From the first line to the last, return the data exactly, with no pictures.

(INPUT DATA)

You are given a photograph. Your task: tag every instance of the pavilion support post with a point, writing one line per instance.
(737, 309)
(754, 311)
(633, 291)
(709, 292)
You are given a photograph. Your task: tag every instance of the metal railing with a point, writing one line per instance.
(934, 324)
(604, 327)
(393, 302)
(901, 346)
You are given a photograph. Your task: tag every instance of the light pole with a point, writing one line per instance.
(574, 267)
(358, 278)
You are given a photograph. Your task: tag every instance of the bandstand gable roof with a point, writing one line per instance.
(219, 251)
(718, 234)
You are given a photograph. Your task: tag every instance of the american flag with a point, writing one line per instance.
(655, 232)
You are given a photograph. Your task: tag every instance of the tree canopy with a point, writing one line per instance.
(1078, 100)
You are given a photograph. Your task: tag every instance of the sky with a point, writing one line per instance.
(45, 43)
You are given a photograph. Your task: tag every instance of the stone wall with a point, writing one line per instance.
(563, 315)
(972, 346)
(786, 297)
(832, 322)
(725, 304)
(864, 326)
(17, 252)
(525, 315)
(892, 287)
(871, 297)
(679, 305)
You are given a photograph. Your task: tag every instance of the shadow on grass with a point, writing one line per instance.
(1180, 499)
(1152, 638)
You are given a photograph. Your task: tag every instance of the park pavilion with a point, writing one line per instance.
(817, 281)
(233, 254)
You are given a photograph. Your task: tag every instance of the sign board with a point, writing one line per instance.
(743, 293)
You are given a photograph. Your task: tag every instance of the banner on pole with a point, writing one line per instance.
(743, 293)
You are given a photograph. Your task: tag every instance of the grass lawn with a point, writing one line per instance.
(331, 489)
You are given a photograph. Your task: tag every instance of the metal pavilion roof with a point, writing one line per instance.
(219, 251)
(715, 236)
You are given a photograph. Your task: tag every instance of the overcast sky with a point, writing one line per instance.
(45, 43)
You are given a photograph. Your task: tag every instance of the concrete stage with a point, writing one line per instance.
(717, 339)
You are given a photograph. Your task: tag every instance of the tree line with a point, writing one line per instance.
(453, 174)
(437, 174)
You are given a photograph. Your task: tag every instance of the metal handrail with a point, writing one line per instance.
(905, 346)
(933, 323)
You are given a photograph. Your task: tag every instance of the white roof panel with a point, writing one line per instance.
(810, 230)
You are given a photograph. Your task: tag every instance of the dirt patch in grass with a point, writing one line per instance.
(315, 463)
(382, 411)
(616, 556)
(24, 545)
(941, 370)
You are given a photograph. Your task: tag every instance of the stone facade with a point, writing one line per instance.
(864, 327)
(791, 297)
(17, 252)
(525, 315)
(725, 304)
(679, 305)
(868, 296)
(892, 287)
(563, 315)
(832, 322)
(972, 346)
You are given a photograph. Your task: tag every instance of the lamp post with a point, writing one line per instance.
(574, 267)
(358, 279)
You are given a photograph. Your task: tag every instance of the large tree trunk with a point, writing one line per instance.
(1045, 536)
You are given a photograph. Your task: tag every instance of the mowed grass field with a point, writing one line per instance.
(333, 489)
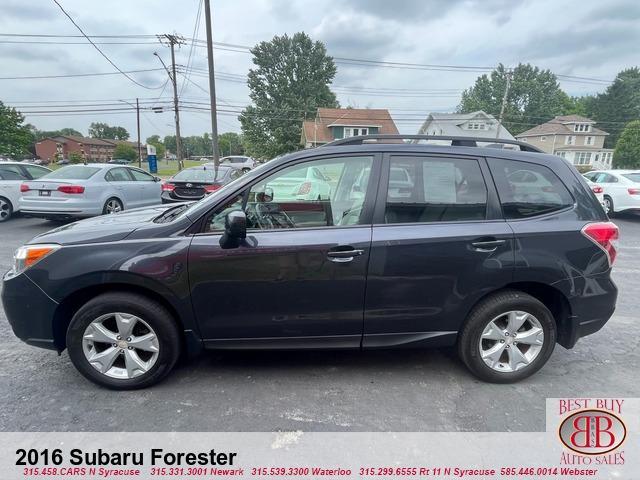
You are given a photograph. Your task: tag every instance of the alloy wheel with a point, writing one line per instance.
(5, 210)
(113, 206)
(120, 345)
(511, 341)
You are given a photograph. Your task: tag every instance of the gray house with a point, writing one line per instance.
(474, 124)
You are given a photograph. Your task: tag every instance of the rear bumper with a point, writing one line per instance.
(29, 310)
(592, 301)
(67, 208)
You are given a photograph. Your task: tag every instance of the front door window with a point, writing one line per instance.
(318, 193)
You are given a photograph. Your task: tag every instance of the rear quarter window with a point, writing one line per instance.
(527, 189)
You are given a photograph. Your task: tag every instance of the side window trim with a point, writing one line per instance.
(537, 216)
(493, 209)
(198, 227)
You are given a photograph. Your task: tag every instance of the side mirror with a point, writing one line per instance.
(235, 224)
(235, 229)
(266, 196)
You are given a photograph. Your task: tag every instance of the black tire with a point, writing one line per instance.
(105, 209)
(151, 312)
(6, 209)
(487, 310)
(609, 206)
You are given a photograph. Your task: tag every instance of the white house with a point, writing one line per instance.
(474, 124)
(572, 137)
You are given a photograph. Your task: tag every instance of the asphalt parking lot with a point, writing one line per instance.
(406, 390)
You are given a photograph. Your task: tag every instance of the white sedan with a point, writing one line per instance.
(89, 190)
(12, 175)
(621, 189)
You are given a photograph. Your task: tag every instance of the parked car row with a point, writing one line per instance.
(12, 174)
(620, 189)
(75, 191)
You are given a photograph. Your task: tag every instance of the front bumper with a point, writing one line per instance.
(167, 198)
(29, 310)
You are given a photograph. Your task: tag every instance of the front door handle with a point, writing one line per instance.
(489, 245)
(344, 256)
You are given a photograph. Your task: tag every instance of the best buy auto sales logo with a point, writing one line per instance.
(594, 434)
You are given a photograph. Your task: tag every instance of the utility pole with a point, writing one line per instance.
(174, 40)
(212, 84)
(138, 124)
(504, 103)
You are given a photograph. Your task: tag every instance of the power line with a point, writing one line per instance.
(196, 28)
(72, 75)
(101, 52)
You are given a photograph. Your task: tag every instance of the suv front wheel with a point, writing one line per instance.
(507, 337)
(123, 341)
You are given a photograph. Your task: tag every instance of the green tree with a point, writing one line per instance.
(156, 141)
(534, 96)
(170, 143)
(619, 103)
(102, 130)
(125, 151)
(230, 143)
(627, 152)
(15, 136)
(75, 157)
(289, 82)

(End INPUT DATA)

● TASK OUTPUT
You are given a photograph. Your task: tag every instance of the pavilion support post with a point, writing one line per instance.
(737, 309)
(754, 311)
(633, 291)
(709, 292)
You are given a photograph. Your task: tag every instance of the metal railing with a point, writing one line per instance.
(934, 324)
(604, 327)
(393, 302)
(901, 346)
You are given a photograph. Your task: tag every instance of the light pole with a point, writing one line per instance.
(574, 267)
(358, 278)
You are given a photograph. Your task: tag every instance of the bandstand gable roof with a point, writing one line per instance.
(219, 251)
(718, 234)
You are given a photograph. Your task: tag every instance of the american flag with a point, writing one line per instance.
(655, 232)
You are given a photograph. Your task: tag every instance of the tree canopy with a point, writing one line per instance.
(1078, 100)
You are given a photograph. Your task: tag every instance of the sky with a point, writing one line per instance.
(45, 43)
You are given a photograph. Your task: tag every instance of the stone wall with a point, writing one line per instance.
(563, 315)
(972, 346)
(786, 297)
(832, 322)
(725, 304)
(864, 326)
(17, 252)
(525, 315)
(892, 287)
(871, 297)
(679, 305)
You are given a photograph. Your task: tag every instance of the shadow on grass with a point, writing one line per instance.
(1180, 499)
(1152, 638)
You are given a photograph. Your task: tag every instance of the park pavilion with a point, writing one line per instance.
(817, 281)
(233, 254)
You are given a photograph. Your task: tag every instance of the sign board with a point, writing one line per instance.
(743, 293)
You are given a photograph. Your task: tag every instance of the banner on pole with a point, writing one line per instance.
(743, 293)
You are given a photograph. Your task: tag every instance of the grass lawn with a point, writing one line per instance.
(331, 489)
You are given a photograph. Your task: tag every instance of the metal pavilion roof with a point, writing one line per instance.
(219, 251)
(715, 236)
You are given a photograph. Your task: tag every instance of the overcast sky with a point, writing one line per instance.
(45, 43)
You are given a photograph. Your task: tag every instance of the concrete stage with a point, writing one line per instance.
(717, 339)
You are given a photograph. Your task: tag every instance of the tree line with a point, writing one line per instance.
(453, 174)
(437, 174)
You are given a photograph. Your task: tag every instance of the metal handrail with a point, writing one line per instance.
(905, 346)
(933, 323)
You are given a photograph. Your task: tag every instance of the white roof panel with a point, writing one line per instance.
(810, 230)
You are given a photograph. Your task: tag every instance of the dirt patch in grass with a point, writing one line per instance.
(315, 463)
(382, 411)
(616, 556)
(24, 545)
(941, 370)
You are given a photograph. Your task: tag every instance of the stone facade with a point, writing one line per instance.
(864, 327)
(791, 297)
(17, 252)
(525, 315)
(725, 304)
(679, 305)
(868, 296)
(892, 287)
(563, 315)
(832, 322)
(972, 346)
You are given a photograph. Your task: tag every instance of the lamp post with a point, writing one line per instance.
(574, 267)
(358, 279)
You are given a photograph. Your task: tag every instance of the large tree trunk with a point, writing one line per instance.
(1045, 536)
You are given a photograph. Your task: tag every instance of the mowed grass field with a point, writing one line per instance.
(333, 489)
You are given a photograph. Your task: tag every instance of the alloy wheel with a point, writing one line per instance.
(5, 210)
(113, 206)
(120, 345)
(511, 341)
You are given a photograph. Your task: tag every instance of the gray house with a point, writing one line per instance.
(474, 124)
You are given a photograph. Your task: tag every instance of the rear bumper with a point, writing one line per instance.
(29, 310)
(592, 301)
(67, 208)
You are given a photograph. Your task: tag every instance of the front door window with a point, writing one line per instance.
(318, 193)
You are given a photograph. Your task: tag every instance of the rear quarter window with a point, writing one line per instance.
(527, 189)
You are given a photograph. Your task: tag every instance of the side window trim with a point, writing one line per instance.
(537, 216)
(493, 209)
(198, 227)
You are given a photograph. Your task: tag every instance of the side mirror with a point, writing one line per instance.
(235, 224)
(235, 229)
(266, 196)
You are given a photograph. Your task: tag every instance of the black tire with a point, writing one line per instance.
(105, 209)
(151, 312)
(6, 209)
(487, 310)
(609, 206)
You are given a photograph. Your task: tag every instance of the white house with a point, writing one line per instance.
(474, 124)
(572, 137)
You are given a photograph. Your task: tag every instance of the asphalt parking lot with a point, writing one line per instance.
(406, 390)
You are given a photograph. Your task: tag every instance of the white sedan with a point, writing one line per instance.
(89, 190)
(12, 175)
(621, 189)
You are given a photograph. Your task: tag every instance of the parked car row with a point, writing one line per instance.
(12, 174)
(620, 189)
(75, 191)
You are given a photograph. Your task: tag every instance of the front bumper with a point, writing one line per instance.
(167, 198)
(29, 310)
You are given a photograph. Your task: tag every instance of the front door handle with a point, writing one line per instance.
(489, 245)
(344, 256)
You are given a photograph. Your task: tag every instance of the best buy auto sales logo with a point, writing one line per instance.
(594, 434)
You are given a photograph. Your task: tag every instance of the utility pole with a point, writing one line per instance.
(174, 40)
(212, 84)
(138, 124)
(504, 103)
You are given a photograph. Your task: tag every instance of the power line with a point, writing one line per instance.
(196, 28)
(72, 75)
(101, 52)
You are given a photograph. Your task: tag every instance of the suv front wheel with a point, writing one line per instance.
(507, 337)
(123, 341)
You are given a photograph. Your task: tag every instance of the green tree with a point, writing one line per instance.
(156, 141)
(534, 96)
(170, 143)
(619, 103)
(102, 130)
(125, 151)
(230, 143)
(627, 152)
(15, 136)
(75, 157)
(289, 82)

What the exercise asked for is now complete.